(Извлечённые данные)
════════

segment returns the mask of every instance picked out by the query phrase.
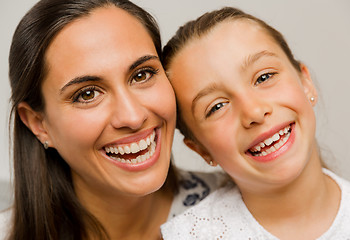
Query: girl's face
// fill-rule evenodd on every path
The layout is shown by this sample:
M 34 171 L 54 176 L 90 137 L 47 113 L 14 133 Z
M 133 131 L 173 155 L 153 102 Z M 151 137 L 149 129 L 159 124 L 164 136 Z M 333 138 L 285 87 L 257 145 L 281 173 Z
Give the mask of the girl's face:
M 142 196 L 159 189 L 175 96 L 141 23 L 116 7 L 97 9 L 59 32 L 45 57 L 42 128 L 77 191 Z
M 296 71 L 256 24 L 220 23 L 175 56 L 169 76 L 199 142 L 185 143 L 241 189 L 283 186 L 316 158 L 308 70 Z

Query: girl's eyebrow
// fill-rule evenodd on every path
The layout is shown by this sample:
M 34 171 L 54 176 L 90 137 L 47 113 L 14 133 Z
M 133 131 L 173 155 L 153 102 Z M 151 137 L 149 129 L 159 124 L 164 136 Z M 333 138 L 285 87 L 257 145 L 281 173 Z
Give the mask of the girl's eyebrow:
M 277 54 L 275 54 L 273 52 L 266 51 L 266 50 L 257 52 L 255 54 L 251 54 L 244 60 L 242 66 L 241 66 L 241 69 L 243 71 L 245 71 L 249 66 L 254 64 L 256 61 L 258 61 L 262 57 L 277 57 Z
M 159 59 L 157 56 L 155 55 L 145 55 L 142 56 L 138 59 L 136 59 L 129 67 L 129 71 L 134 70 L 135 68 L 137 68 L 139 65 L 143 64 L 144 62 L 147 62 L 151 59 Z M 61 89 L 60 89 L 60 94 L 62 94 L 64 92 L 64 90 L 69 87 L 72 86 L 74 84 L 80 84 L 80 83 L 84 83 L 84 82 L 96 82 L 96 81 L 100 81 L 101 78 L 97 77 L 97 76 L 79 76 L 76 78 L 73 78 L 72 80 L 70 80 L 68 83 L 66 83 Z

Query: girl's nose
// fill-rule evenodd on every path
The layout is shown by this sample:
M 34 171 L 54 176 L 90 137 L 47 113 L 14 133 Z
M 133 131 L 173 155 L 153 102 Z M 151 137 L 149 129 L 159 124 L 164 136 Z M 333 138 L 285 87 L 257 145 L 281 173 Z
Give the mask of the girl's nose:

════════

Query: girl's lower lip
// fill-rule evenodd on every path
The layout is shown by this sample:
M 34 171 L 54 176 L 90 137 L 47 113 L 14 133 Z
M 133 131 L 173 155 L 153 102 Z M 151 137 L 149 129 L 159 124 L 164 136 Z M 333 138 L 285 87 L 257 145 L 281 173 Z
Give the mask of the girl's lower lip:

════════

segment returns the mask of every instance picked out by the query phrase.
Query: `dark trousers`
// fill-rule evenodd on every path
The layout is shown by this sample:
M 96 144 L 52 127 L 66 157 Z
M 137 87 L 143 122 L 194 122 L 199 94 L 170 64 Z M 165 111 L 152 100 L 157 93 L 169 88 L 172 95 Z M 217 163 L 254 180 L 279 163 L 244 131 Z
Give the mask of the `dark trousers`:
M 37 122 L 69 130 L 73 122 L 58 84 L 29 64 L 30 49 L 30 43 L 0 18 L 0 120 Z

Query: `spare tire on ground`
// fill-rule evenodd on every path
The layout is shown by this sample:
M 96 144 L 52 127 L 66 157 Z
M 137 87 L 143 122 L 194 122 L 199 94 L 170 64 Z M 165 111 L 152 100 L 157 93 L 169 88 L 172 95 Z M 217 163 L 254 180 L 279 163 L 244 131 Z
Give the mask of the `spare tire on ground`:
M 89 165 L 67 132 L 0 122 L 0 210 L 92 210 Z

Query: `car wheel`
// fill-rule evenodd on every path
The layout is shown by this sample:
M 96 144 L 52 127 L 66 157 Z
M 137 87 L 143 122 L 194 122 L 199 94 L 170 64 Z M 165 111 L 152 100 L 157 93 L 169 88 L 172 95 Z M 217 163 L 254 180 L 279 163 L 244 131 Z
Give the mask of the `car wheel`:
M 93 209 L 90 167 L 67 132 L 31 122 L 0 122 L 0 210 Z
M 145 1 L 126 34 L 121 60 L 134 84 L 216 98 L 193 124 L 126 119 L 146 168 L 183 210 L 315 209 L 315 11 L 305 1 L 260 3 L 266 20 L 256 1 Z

════════

ЦЕЛЬ ЗАДАНИЯ: Извлеките из данных выше все строки, в которых встречается строка «wheel».

ВЫПОЛНЕННОЕ ЗАДАНИЕ:
Query: `car wheel`
Give the mask of the `car wheel`:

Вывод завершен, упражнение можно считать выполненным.